> Extract:
Poor Agauë was devastated at what Dionysus had made her do, wishing for madness again, or some consolation for the horror that she now faced. Her sister Autonoe comforted her but said she’d prefer death, as well, rather than live with the atrocity they’d committed. Dionysus, who always had recourse to one trademark tool, gave them some wine to make them forget their troubles. And then, having – uh – heroically caused his aunts to dismember his cousin and then splashed some wine their way to make them forget the blood splattering tragedy, Dionysus continued his westward course, and went to Athens. [music]

Nonnus’ Dionysiaca, Book 47

The last couple of books of the Dionysiaca allow Nonnus to share a few final legends about the wine god that were out there by the fifth century CE – most importantly Dionysus’ marriage to the Cretan princess Ariadne. These are also extremely long books by the epic’s standards, and ones filled with many events, so sit tight for just a little while longer and I’ll tell you the predictably long coda to this already long story.

Shape boundary entries
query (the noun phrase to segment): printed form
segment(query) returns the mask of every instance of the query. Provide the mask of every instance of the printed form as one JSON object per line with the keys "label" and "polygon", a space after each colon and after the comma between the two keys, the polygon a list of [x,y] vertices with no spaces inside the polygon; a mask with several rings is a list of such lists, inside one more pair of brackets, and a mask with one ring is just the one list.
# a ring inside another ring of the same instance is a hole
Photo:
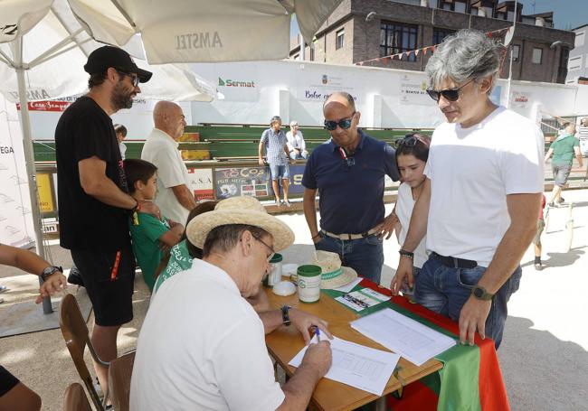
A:
{"label": "printed form", "polygon": [[[320,340],[328,340],[321,334]],[[317,342],[315,336],[310,343]],[[333,365],[325,376],[376,396],[382,396],[400,356],[392,352],[356,344],[334,336],[330,340]],[[307,351],[305,346],[289,361],[289,365],[299,367]]]}
{"label": "printed form", "polygon": [[356,320],[351,327],[417,366],[455,345],[455,339],[391,308]]}

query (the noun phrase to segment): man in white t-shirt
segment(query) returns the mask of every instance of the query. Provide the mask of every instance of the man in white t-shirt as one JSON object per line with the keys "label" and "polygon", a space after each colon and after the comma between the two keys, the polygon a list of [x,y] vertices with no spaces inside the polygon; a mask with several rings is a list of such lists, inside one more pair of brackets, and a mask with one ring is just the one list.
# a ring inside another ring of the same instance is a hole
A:
{"label": "man in white t-shirt", "polygon": [[[489,98],[502,48],[482,32],[462,30],[427,63],[427,92],[447,122],[433,133],[427,180],[391,285],[397,294],[408,276],[417,303],[459,322],[462,343],[473,345],[478,331],[497,348],[544,189],[541,131]],[[431,257],[413,279],[413,252],[425,233]]]}
{"label": "man in white t-shirt", "polygon": [[159,101],[153,109],[155,128],[141,152],[141,160],[157,167],[156,203],[166,217],[185,224],[196,206],[188,182],[188,169],[177,149],[184,134],[185,119],[182,107],[170,101]]}
{"label": "man in white t-shirt", "polygon": [[295,327],[307,341],[327,322],[284,305],[257,313],[245,300],[260,290],[274,251],[294,233],[252,197],[232,197],[194,217],[188,240],[203,259],[169,277],[151,301],[137,345],[130,409],[264,411],[306,409],[331,365],[328,341],[312,343],[282,387],[265,334]]}

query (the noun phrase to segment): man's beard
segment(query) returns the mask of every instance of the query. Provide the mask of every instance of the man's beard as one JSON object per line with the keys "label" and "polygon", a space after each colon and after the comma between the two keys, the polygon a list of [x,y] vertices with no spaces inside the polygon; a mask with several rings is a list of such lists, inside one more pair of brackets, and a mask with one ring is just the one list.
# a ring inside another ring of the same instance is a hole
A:
{"label": "man's beard", "polygon": [[121,108],[130,108],[133,107],[133,91],[128,91],[122,81],[119,81],[112,90],[110,102],[112,108],[119,111]]}

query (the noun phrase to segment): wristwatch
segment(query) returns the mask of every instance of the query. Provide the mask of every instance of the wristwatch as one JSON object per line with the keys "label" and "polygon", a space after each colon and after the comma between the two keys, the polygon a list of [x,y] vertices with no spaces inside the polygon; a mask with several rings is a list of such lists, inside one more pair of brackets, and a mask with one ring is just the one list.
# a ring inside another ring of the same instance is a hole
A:
{"label": "wristwatch", "polygon": [[405,249],[399,249],[398,254],[400,254],[400,257],[406,257],[410,259],[414,258],[414,253],[411,253],[410,251],[406,251]]}
{"label": "wristwatch", "polygon": [[486,288],[480,287],[479,285],[474,285],[474,287],[471,289],[471,294],[478,298],[479,300],[483,300],[483,301],[488,301],[491,300],[494,298],[493,294],[488,293],[486,291]]}
{"label": "wristwatch", "polygon": [[63,273],[63,268],[61,266],[46,266],[45,268],[43,269],[43,272],[41,273],[41,279],[43,281],[45,281],[49,276],[53,274],[55,271],[59,271],[60,273]]}
{"label": "wristwatch", "polygon": [[282,324],[284,324],[287,327],[289,324],[291,324],[291,322],[289,321],[289,315],[288,314],[288,312],[289,311],[290,308],[292,308],[292,307],[290,307],[289,305],[282,305],[282,307],[281,307]]}

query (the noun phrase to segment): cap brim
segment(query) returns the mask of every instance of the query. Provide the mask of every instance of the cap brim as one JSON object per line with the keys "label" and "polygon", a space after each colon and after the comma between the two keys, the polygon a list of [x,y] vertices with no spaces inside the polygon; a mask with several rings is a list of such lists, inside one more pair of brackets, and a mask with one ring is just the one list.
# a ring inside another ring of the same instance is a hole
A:
{"label": "cap brim", "polygon": [[228,224],[247,224],[263,229],[273,237],[276,251],[288,248],[294,243],[294,232],[280,220],[266,212],[249,210],[215,210],[202,213],[192,219],[185,232],[192,244],[203,248],[213,229]]}

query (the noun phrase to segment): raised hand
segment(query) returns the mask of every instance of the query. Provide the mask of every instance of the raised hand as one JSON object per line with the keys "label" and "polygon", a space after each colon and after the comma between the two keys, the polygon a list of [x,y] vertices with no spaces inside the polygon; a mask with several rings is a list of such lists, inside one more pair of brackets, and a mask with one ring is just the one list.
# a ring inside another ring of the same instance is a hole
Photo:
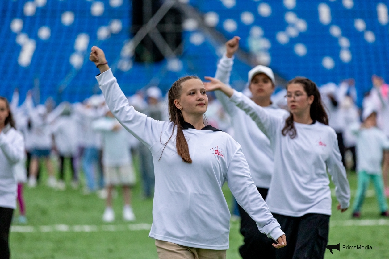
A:
{"label": "raised hand", "polygon": [[205,76],[204,78],[206,80],[210,81],[203,82],[206,91],[212,91],[220,90],[228,97],[231,97],[233,94],[234,90],[231,87],[224,84],[219,79],[210,76]]}
{"label": "raised hand", "polygon": [[231,58],[235,52],[239,47],[239,40],[240,38],[238,36],[235,36],[232,39],[226,43],[226,56],[227,57]]}
{"label": "raised hand", "polygon": [[91,54],[89,55],[89,60],[95,63],[96,67],[100,70],[100,73],[109,69],[104,51],[98,47],[93,46],[92,47]]}
{"label": "raised hand", "polygon": [[273,243],[272,244],[273,246],[276,248],[281,248],[286,245],[286,237],[285,235],[283,235],[278,238],[278,239],[276,241],[277,243]]}

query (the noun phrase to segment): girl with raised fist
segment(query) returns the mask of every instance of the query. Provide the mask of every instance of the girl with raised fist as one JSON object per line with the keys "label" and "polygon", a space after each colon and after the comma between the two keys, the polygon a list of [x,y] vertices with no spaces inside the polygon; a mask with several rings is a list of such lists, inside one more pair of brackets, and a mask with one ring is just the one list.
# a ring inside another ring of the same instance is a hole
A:
{"label": "girl with raised fist", "polygon": [[103,50],[89,59],[107,104],[118,121],[151,152],[155,173],[153,221],[149,236],[161,259],[225,258],[230,212],[222,191],[226,181],[260,231],[286,245],[285,236],[258,193],[240,145],[230,135],[205,126],[208,98],[202,82],[179,78],[168,94],[170,122],[148,118],[129,105]]}

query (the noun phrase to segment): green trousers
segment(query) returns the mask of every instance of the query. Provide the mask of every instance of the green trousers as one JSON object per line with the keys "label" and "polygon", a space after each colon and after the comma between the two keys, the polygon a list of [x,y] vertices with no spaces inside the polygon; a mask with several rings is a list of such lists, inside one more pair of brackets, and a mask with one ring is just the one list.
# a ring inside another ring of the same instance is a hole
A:
{"label": "green trousers", "polygon": [[378,200],[378,204],[380,206],[381,212],[386,211],[388,210],[386,199],[384,193],[384,182],[382,176],[380,174],[369,174],[364,171],[358,172],[358,189],[357,195],[354,200],[354,212],[359,212],[363,203],[365,197],[365,192],[369,187],[370,180],[373,181],[375,189],[375,193]]}

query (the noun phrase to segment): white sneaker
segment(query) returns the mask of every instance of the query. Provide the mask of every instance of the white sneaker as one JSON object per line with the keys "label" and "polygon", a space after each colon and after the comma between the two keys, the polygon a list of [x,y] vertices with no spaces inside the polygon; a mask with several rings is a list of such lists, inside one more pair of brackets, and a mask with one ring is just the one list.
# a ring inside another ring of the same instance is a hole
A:
{"label": "white sneaker", "polygon": [[62,180],[60,180],[58,181],[58,183],[57,183],[57,188],[59,190],[65,191],[65,189],[66,189],[66,185],[65,184],[65,182]]}
{"label": "white sneaker", "polygon": [[112,222],[115,220],[115,213],[112,208],[107,207],[103,214],[103,221],[104,222]]}
{"label": "white sneaker", "polygon": [[33,176],[30,176],[28,178],[28,187],[35,188],[37,187],[37,178]]}
{"label": "white sneaker", "polygon": [[55,188],[57,187],[57,179],[54,176],[49,176],[47,179],[47,185],[49,187]]}
{"label": "white sneaker", "polygon": [[131,206],[126,205],[123,207],[123,219],[126,221],[135,221],[135,215]]}

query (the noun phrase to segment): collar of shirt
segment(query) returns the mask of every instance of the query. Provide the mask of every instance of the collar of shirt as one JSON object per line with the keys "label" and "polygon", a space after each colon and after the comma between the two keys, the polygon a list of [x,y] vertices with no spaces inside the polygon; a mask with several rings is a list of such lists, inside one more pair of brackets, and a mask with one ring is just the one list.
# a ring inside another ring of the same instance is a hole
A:
{"label": "collar of shirt", "polygon": [[[187,122],[186,122],[184,121],[184,123],[182,123],[182,129],[196,129],[196,128],[193,127],[193,125],[190,123]],[[214,127],[213,127],[210,125],[207,125],[205,127],[204,127],[201,129],[202,130],[212,130],[213,131],[223,131],[219,129],[218,129]]]}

> Exercise directions: Pick up the retelling of Nonnus' Dionysiaca at the point where it stops and carry it forward. The listing was drawn from a separate source.

> Answer to the exercise:
Dionysus and his throng burst into the city of Athens in full color. Athens erupted into song and dance, and both the ancient Zagreus and his new incarnation Dionysus were celebrated. As festivities broke out, Dionysus gave wine to an old Athenian named Icarios. As the days passed, old Icarios shared the gift of wine further, and other Athenians wondered where the miraculous wine had come from. The Athenians drank and drank, until finally, overtaken by alcohol and suddenly made violent, they seized Icarios and butchered him with weapons and tools. When the drunken Athenians awoke later, they repented the murder and buried him. Icarios’ ghost visited his daughter, and learning of her father’s awful fate, she mourned him desperately, until, at a loss for anything else to do, she hung herself. Her dog circled her dead body afterward, and when some passerby happened upon her and buried her, the dog helped dig her grave. Zeus, pitying the girl, made her into a constellation.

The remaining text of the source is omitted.